■ Document excerpt
┌──

I don't think protein in excess would necessarily cause low energy by itself and do not consider this as one of the main reasons why I feel so tired. Protein is slowly converted to glucose (slow enough where insulin can work without overworking the cells of the metabolically challenged) and so people with bad glucose tolerance should easily be able to handle the glucose load. ZC'ers are have extremely stable blood sugar and probably show the best hunger control out of any diet group there is.

I think the problem with low energy has to do with assimilating nutrients properly. One can be very tolerant to glucose, but at the same time have a malfunctioning liver/gall bladder/leaky-gut that is constantly disturbing the body. This is the best idea I can come up with right now that explains my symptoms. I don't think glucose is a problem for me and I might tolerate I high cooked starch diet much better than the one I'm on right now.

Carnivorous,  the best way to tell if you are in ketosis is to measure blood ketone levels. There is a paper out there that discusses just this. Urinary ketones vary wildly from different individuals. If you have not eaten in a few weeks, you will definitely be using ketones, regardless of the amount of amino acids in your blood before. Gluconeogenesis, especially in a fasted state, should not provide you enough glucose to keep you out of ketosis....

Unless something very, very strange is going on and you just might be a very special case, and I need to find out what the maximum capacity for amino acids is in the blood before one starts to feel sick. I just found a paper that lists amino acids at 3000 micromoles per liter. There are about 5 liters of blood in the human body and so this would equate to 15000 micromoles or .015 moles. The study was done on the elderly after an overnight fast so this is probably the low end. Still, .015 moles is very little considering the molecular weight for amino acids range 75-200g/mole, giving us an estimate of just 1-2g of amino acids in the blood stream. Starvation studies show just about the same concentration at the start and end of the fasting period. I don't know enough to know where the rest of the amino acids are stored after a high protein meal.

This still doesn't explain your nearly three weeks of fasting without muscle loss. You would be extremely unique and quite a subject of study if this truly was the case. If you didn't carefully measure lean-body mass then there is no way to tell. Did you track weight or strength levels. How has your energy been throughout your fast? If it is possible to have an abundance of free amino acids available it does make sense that you could fast for some time without any reprocussions at all, but I haven't seen a study show this. Everyone starts losing lean mass right away.

Personally, I've only fasted for a day and half and I felt great at the end of the fast like I could have gone much longer but decided to eat because it seemed like the right thing to do. I ate cooked food with carbs and felt worse soon after. I've also had other days where I have ate only fat to the point where I didn't feel like eating any protein but again decided it was best to go ahead and eat some meat.

What I would guess now is that if you have eaten a ton of protein say greater than 400 grams for sometime a la redfulcrum then you could probably go a few days completely fasted without losing any lean mass while your liver slowly processes the excess, but 3 weeks seems like a very large stretch and I don't think the body has the capacity to hold that kind of concentration of amino acids. I mean, the blood weighs about 5-6 kg for an average human so even if the blood was one big block of amino acids your liver would still be able to process the entire amount a relatively short amount of time.

└──

■ Excerpted data
┌──

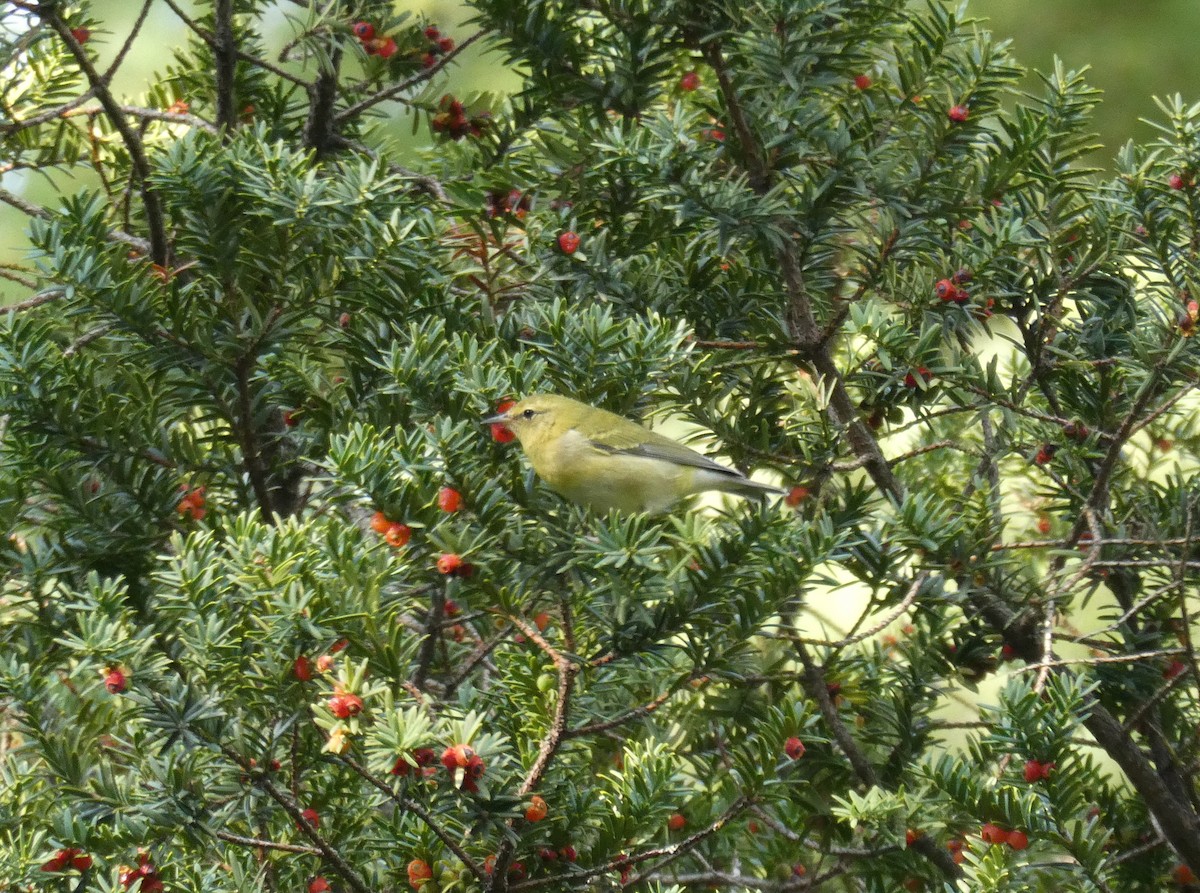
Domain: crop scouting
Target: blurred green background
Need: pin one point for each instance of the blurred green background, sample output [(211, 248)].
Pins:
[(1135, 51)]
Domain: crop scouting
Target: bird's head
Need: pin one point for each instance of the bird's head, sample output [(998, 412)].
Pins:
[(540, 418)]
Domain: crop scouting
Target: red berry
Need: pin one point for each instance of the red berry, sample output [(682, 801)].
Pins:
[(1045, 453), (946, 291), (397, 534), (1037, 771), (449, 499), (419, 871), (345, 706), (993, 834), (537, 809), (59, 861), (456, 756), (569, 243), (796, 496), (115, 681)]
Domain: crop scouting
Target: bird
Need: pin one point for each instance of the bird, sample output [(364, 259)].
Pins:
[(605, 461)]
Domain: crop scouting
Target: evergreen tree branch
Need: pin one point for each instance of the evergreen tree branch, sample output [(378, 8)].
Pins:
[(396, 90), (225, 52), (420, 813), (321, 129), (343, 869), (150, 202), (204, 35), (265, 844)]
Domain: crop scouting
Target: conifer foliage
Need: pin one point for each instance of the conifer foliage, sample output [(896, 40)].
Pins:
[(280, 615)]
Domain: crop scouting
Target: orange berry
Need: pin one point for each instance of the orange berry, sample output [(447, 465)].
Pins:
[(419, 871), (993, 834), (397, 534), (537, 809)]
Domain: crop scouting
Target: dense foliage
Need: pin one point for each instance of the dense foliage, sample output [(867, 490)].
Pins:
[(280, 615)]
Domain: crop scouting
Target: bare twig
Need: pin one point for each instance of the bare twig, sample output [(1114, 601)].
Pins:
[(405, 87)]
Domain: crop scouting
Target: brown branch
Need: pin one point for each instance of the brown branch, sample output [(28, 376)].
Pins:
[(394, 91), (267, 844), (155, 221), (251, 457), (432, 633), (618, 864), (323, 846), (420, 813), (225, 55), (627, 717), (204, 35)]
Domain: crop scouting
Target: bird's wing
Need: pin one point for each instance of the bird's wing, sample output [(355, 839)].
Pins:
[(664, 449)]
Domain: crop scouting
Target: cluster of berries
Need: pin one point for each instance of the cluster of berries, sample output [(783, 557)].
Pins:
[(382, 47), (70, 857), (438, 45), (144, 873), (191, 504), (453, 120), (948, 291)]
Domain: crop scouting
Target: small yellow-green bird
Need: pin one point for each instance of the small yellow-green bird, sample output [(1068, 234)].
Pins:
[(598, 459)]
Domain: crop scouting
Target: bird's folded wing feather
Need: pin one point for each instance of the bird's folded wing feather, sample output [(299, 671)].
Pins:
[(667, 451)]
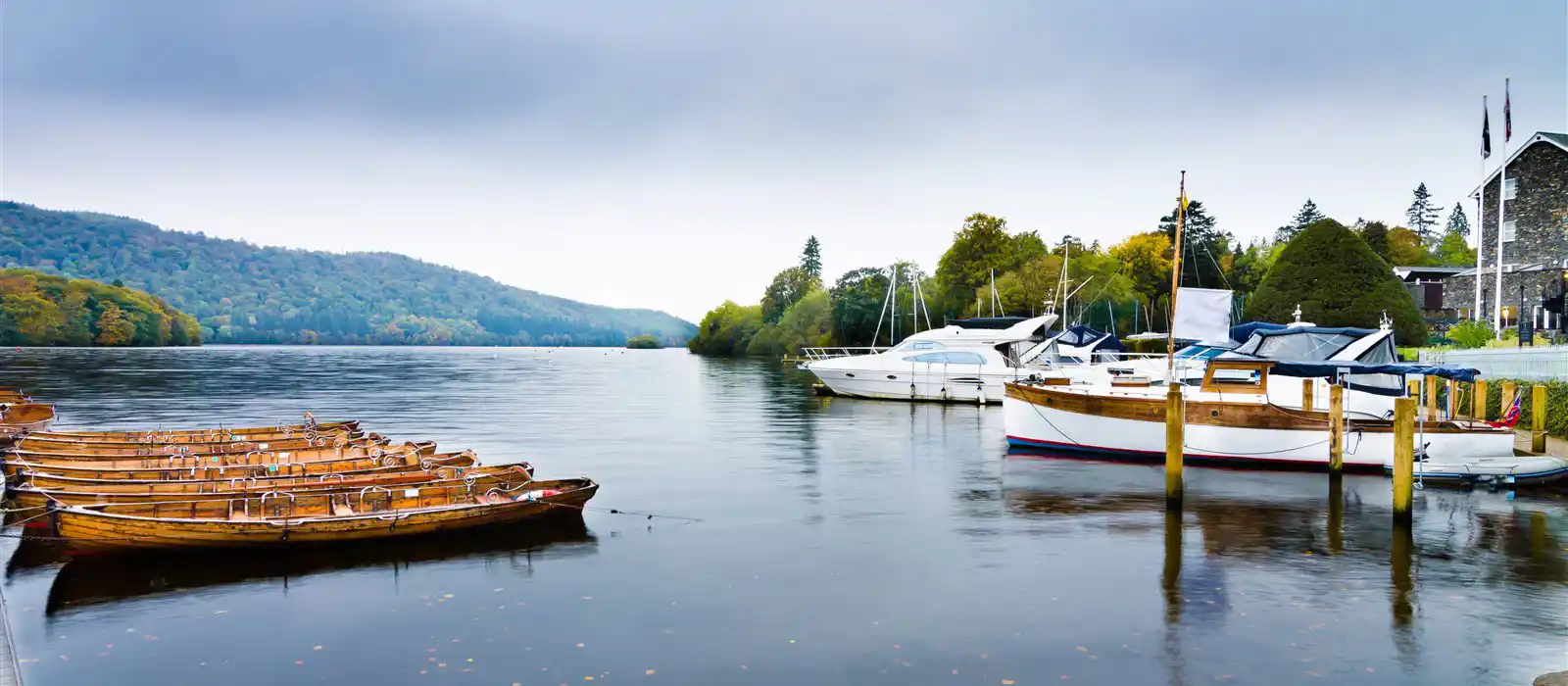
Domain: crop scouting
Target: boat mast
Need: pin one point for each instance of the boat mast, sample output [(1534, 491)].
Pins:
[(1170, 335), (893, 301)]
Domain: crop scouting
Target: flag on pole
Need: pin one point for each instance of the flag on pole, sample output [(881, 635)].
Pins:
[(1507, 113), (1486, 130)]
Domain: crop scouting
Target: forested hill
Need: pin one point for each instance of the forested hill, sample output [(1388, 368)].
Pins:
[(245, 293)]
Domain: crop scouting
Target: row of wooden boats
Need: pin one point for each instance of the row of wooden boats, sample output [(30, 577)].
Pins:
[(308, 483)]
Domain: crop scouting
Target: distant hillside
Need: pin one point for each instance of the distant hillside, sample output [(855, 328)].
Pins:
[(51, 311), (243, 293)]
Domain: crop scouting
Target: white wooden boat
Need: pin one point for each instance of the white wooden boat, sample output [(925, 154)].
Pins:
[(1230, 421), (966, 361)]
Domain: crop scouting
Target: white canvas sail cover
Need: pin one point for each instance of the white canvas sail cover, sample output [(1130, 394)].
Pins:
[(1203, 316)]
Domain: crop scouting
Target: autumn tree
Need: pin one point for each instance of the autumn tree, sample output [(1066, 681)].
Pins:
[(1201, 246), (114, 327)]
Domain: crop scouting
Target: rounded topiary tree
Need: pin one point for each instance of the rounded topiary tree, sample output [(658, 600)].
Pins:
[(1338, 280)]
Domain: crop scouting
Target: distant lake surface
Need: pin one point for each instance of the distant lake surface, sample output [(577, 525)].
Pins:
[(839, 542)]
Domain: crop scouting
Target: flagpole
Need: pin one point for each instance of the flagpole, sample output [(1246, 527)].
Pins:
[(1481, 224), (1502, 186)]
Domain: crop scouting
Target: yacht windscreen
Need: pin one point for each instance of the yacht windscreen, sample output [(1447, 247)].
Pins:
[(1300, 345)]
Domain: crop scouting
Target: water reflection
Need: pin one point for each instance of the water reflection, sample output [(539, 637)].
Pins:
[(96, 580), (869, 542)]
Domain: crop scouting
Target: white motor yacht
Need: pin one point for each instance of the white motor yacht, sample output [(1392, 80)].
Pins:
[(968, 361)]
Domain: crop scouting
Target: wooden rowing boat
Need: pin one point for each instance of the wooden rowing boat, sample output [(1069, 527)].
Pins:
[(33, 447), (96, 581), (278, 518), (159, 483), (219, 434), (24, 416), (480, 478), (16, 461), (325, 466)]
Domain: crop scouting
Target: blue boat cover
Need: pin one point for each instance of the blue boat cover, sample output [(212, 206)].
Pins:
[(1241, 332), (1082, 335), (1329, 369)]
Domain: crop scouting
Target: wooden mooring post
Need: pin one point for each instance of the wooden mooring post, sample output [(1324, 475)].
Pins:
[(1175, 424), (1539, 418), (1337, 429), (1403, 458)]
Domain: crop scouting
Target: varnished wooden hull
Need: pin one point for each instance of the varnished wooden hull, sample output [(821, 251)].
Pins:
[(480, 478), (28, 461), (35, 444), (91, 528), (251, 432), (164, 484), (206, 471), (25, 416)]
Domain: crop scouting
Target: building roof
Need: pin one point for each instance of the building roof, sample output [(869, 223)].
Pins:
[(1560, 140), (1408, 271)]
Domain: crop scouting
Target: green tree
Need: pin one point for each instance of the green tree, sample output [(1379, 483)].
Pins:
[(811, 257), (1305, 217), (788, 288), (1471, 334), (979, 249), (1454, 251), (1405, 248), (1338, 280), (114, 327), (1203, 245), (726, 329), (1147, 261), (1423, 214), (36, 318), (1376, 237), (858, 301), (1458, 222)]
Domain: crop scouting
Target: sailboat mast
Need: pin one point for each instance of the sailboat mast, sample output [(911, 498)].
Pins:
[(893, 298), (1170, 337)]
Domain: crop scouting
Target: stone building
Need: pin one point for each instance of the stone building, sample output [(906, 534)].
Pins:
[(1534, 238)]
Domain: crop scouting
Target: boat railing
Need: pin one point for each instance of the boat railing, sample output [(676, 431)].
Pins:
[(812, 354)]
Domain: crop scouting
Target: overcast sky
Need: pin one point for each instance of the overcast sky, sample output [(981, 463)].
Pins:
[(673, 154)]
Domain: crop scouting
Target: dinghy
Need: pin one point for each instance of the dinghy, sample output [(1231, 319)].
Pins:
[(1496, 471)]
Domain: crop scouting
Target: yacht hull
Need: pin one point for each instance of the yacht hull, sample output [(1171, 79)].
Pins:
[(921, 384), (1222, 432)]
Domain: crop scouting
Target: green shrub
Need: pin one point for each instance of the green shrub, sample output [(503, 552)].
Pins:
[(1338, 280), (1471, 334)]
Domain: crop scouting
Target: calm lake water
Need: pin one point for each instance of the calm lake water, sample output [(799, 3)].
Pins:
[(838, 542)]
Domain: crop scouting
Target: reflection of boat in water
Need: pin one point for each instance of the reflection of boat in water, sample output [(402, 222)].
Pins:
[(96, 580)]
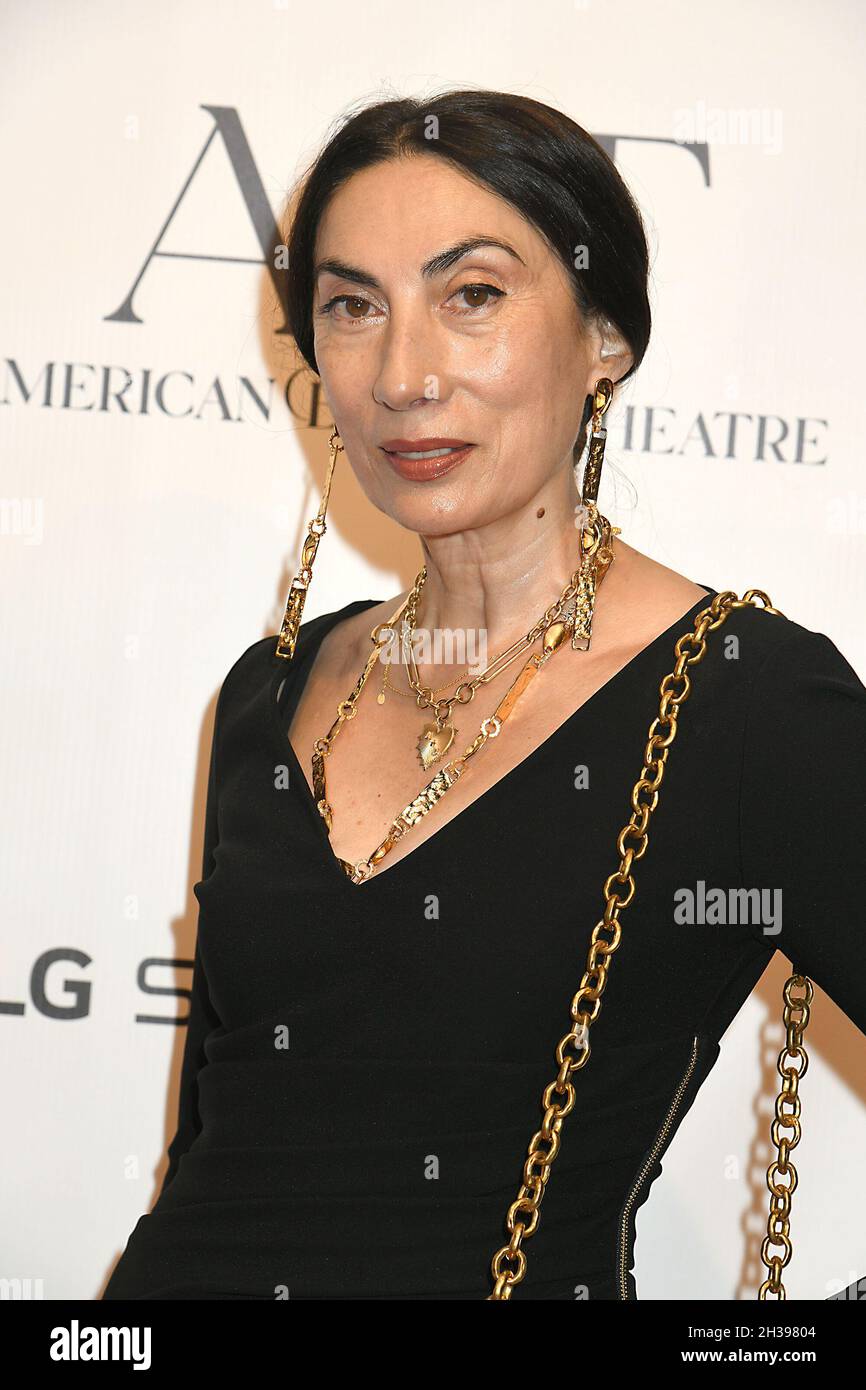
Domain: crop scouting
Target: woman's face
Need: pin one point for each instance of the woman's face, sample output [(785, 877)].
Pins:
[(487, 348)]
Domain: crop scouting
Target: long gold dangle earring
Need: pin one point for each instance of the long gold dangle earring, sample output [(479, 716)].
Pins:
[(298, 594), (597, 533)]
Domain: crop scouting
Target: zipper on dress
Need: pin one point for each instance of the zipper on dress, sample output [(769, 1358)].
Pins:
[(658, 1146)]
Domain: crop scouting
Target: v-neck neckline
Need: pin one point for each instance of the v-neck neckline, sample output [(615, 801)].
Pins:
[(305, 651)]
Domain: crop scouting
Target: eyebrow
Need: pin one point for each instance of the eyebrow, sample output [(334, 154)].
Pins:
[(438, 263)]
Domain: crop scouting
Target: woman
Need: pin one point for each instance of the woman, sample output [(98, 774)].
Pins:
[(376, 1014)]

└──

■ What you have to do
Write what comes next in the forum post on protein intake, fasting and ketosis, picking up after its final sentence. These rows come from a separate source unrelated to the text.

■ Written reply
Go to Dr. Eades blog and search for junk proteins and you will find the article that I was talking about.

311
I'll try and not duplicate the thread on DC, so if you guys are interested my response to carnivorous is below.

http://forum.dirtycarnivore.com/index.php?topic=684.msg26379#msg26379

MM,

5kg in three months isn't actually a whole lot of protein. Most bodybuilders will supplement with a lot more than that for much longer periods of time. I don't think these amino acids remain in your blood for all that long. There is a physical space limitation for them. I think they simply get turned into glucose or fat rather quickly or else you'd be in danger of an overload of amino acids pretty quick.

312
I'm really glad you posted this, carnivorous, as I too am searching for this answer. From what I have found the liver can only handle around 400g of protein per day. And the ability to process this amount probably slows down considerably before it reaches this amount. I think it is likely that you slowly built up excess amino acids in your blood over the time period of being carnivorous.

It takes quite a bit of amino acids to get into hyperaminoacidosis. There is a poster by the name of redfulcrum, who did a very dangerous experiment getting around 1000g of protein per day and reached this state of amino acids very quickly within a couple weeks forcing him to the hospital. You might have just experienced something similar, except with a much, much slower build up.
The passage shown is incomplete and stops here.